[Begin]
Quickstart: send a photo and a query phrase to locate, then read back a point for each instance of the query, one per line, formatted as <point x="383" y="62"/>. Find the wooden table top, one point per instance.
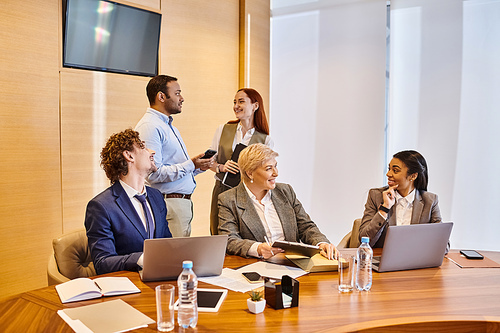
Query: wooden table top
<point x="425" y="295"/>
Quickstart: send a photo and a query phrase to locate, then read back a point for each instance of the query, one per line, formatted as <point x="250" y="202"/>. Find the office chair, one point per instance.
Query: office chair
<point x="71" y="258"/>
<point x="351" y="240"/>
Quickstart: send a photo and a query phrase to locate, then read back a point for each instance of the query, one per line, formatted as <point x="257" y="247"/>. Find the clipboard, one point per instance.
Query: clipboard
<point x="231" y="179"/>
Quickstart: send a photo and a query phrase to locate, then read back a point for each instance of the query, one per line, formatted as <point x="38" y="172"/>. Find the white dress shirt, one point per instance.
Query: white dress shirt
<point x="269" y="218"/>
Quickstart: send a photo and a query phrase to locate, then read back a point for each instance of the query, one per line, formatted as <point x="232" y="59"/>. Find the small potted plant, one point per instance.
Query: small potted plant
<point x="256" y="303"/>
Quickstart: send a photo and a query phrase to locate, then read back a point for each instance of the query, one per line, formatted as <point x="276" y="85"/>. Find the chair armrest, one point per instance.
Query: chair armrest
<point x="344" y="243"/>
[End]
Goal:
Omit the pictures, then quote the rest of the material above exactly.

Response to the exercise:
Quickstart: send a photo and a query phrase to locate, then read back a point for each instance of the query, one per line, formatted as <point x="383" y="62"/>. Find the wooden table top, one point per instance.
Query: wooden table top
<point x="425" y="295"/>
Quickstart: send a photo and a query phrase to locate, then read back a point for each instance of the query, one per line, formatted as <point x="250" y="202"/>. Find the office chair, one point per instance.
Query: office chair
<point x="71" y="258"/>
<point x="351" y="240"/>
Quickstart: send a photo and a query phrase to locate, then read back a point for each instance of the query, one per line, formatted as <point x="257" y="247"/>. Find the clipboard, one point per instance.
Query: clipboard
<point x="231" y="179"/>
Quickstart: send a photo and a query phrase to locate, then read back a point for each instance of the query, one per line, formatted as <point x="38" y="172"/>. Find the white dress shirt, one point per instance.
Query: white dress shirt
<point x="269" y="218"/>
Quickstart: send a photo and a query phrase to locate, then read back a point for each instance of the query, one per line, formatted as <point x="232" y="59"/>. Find the small potted plant, one point per instance.
Query: small potted plant
<point x="256" y="303"/>
Quickstart: send a photo and a query phrase to locate, then read back a point for each instance of the query, one per line, formatted as <point x="276" y="85"/>. Find the chair armrest, one point per instance.
Query: chair armrest
<point x="344" y="243"/>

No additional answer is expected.